Document passage

◇ ◇ ◇ ◇ ◇ ◇ ◇

Why Is My Hair Falling Out? Alopecia Explained

By: Renown Wellness Team

September 15, 2023

A woman in a yellow shirt pulls out hair from a hairbrush.

© MikeSaran via Canva.com

Hair is often considered a symbol of identity and self-expression, from scalps and eyebrows to beards and bodies. But what happens when this symbol starts to fall out? The 6.7 million people across the country living with alopecia know this feeling all too well.

Alopecia, or hair loss, is a medical condition with variable causes, presentations and treatments. Experts at Renown Health dive into the world of alopecia, its causes and how to address it – especially as we embrace National Alopecia Awareness Month this September.  

Types of Alopecia 

The term “alopecia” is a broad umbrella term that encompasses many different forms of hair loss that can present itself at any age, no matter your gender or ethnicity. The most common types include: 

  • Alopecia Areata: An autoimmune disorder where the immune system targets hair follicles, typically resulting in patches of hair loss on the scalp and/or other body parts. More severe forms of alopecia areata also exist, such as alopecia totalis and alopecia universalis.
  • Androgenetic (or Androgenic) Alopecia: A disorder also known as male or female pattern baldness that causes gradual hair thinning and loss often around the temples and crown. Unlike alopecia areata, this form of alopecia is usually hereditary.

◇ ◇ ◇ ◇ ◇ ◇ ◇

Entries supplied
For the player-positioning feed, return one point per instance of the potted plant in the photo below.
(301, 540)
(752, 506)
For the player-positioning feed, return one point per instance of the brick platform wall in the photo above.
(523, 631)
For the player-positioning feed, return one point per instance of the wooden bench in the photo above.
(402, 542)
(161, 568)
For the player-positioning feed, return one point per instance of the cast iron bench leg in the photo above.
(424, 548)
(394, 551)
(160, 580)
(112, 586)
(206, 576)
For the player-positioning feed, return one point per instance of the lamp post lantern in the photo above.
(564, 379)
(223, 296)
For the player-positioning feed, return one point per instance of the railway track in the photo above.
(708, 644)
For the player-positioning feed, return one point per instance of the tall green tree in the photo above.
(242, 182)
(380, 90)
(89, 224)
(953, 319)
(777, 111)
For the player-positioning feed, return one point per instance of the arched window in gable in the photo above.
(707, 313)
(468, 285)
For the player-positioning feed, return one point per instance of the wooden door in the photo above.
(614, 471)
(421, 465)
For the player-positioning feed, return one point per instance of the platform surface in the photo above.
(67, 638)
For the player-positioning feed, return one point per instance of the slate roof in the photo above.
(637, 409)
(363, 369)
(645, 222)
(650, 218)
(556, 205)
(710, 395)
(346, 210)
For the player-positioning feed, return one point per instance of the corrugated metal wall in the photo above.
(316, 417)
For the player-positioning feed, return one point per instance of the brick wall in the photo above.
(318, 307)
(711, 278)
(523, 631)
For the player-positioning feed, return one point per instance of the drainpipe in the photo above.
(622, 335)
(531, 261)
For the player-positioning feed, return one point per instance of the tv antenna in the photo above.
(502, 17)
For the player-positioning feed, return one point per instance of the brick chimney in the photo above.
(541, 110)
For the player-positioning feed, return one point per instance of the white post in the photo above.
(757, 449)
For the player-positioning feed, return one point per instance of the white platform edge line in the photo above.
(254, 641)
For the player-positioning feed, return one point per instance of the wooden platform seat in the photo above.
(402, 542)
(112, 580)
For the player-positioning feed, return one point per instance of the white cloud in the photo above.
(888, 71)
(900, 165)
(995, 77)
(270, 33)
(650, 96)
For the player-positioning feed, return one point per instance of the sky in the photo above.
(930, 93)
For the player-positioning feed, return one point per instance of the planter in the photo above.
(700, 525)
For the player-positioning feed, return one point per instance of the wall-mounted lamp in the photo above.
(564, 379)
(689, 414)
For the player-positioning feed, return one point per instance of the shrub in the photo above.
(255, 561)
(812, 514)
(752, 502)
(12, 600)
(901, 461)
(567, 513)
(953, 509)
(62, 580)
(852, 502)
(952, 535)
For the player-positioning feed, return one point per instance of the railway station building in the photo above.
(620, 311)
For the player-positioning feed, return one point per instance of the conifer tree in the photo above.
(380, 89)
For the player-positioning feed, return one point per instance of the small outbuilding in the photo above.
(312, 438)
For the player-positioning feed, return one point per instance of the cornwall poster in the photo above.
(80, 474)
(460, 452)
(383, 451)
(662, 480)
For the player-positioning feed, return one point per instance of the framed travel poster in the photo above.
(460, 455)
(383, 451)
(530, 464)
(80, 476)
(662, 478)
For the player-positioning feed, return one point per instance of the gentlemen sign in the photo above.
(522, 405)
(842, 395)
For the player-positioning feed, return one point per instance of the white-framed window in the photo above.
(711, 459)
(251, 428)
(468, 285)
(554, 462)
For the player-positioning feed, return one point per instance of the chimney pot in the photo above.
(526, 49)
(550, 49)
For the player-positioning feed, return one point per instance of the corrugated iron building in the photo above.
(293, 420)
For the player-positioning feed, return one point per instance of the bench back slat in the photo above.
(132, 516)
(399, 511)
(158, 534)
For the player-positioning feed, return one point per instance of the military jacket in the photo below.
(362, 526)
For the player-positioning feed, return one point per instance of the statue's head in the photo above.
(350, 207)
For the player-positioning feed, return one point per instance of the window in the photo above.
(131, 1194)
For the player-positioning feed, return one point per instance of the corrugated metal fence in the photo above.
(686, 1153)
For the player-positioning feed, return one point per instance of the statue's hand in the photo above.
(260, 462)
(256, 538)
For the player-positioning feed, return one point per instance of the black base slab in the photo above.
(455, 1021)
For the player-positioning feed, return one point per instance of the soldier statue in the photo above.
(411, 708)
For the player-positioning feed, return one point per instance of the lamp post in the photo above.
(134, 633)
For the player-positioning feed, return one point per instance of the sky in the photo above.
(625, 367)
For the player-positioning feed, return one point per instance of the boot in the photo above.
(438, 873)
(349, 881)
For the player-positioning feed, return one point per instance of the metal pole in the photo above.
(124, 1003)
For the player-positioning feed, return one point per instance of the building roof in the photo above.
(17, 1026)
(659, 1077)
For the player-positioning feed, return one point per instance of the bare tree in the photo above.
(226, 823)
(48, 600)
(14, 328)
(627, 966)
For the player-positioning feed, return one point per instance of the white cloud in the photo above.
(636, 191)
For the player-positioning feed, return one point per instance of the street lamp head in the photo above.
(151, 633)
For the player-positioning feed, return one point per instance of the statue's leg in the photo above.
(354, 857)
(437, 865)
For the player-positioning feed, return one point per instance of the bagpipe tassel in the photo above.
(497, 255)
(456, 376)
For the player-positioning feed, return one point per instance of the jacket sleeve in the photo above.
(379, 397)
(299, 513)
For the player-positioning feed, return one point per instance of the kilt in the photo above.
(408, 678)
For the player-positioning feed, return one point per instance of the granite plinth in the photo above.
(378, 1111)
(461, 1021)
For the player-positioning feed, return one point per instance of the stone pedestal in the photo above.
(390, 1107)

◇ ◇ ◇ ◇ ◇ ◇ ◇

Parts of the exercise
a - Use the alopecia article to answer each question.
(i) How many people across the country live with alopecia?
(ii) In which month is National Alopecia Awareness Month observed?
(iii) Which form of alopecia does the alopecia article describe as usually hereditary?
b - Carry on the alopecia article from its final sentence.
The data bear no relation to the alopecia article.

Per-task answers
a -
(i) 6.7 million
(ii) September
(iii) Androgenetic (or androgenic) alopecia

b -
  • Telogen Effluvium: A condition resulting in hair shedding, typically after high-stress or infectious events, such as after giving birth or after a COVID-19 infection. This usually resolves itself within a few months to a year.
  • Traction Alopecia: Hair loss resulting from the effects of tight braiding or styling of the hair, which can cause permanent loss over time.
  • Scarring and Inflammation-Mediated Hair Loss: Patterns of hair loss related to lupus, lichen planus or other autoimmune conditions that can unfortunately be permanent and progressive. 

Options to Treat Alopecia 

While there isn’t a cure for most types of alopecia, some treatments are available to help minimize the effects of the condition and promote hair growth. Treatment varies depending on the type of alopecia. Potential options can include: 

  • Topical Minoxidil: An FDA-approved over-the-counter medication available in foam or liquid form and applied directly to the scalp, which helps stimulate hair growth by increasing blood flow to hair follicles.
  • Hormone Therapies: A hormone regimen that can help minimize the resulting hair thinning and balding.
  • Corticosteroids: A topical cream or ointment – or an injection for severe cases – that help reduce inflammation and re-grow hair.
  • Low-Level Laser Therapy: A therapeutic, non-invasive intervention involving wearing special caps or combs that release painless, low-level lasers to stimulate hair follicles.
  • Healthy Diets and Nutritional Supplements: A diet rich in vitamins and minerals essential for hair health, such as biotin and collagen, can aid in recovery. Vitamin D and iron are also important hair growth nutrients.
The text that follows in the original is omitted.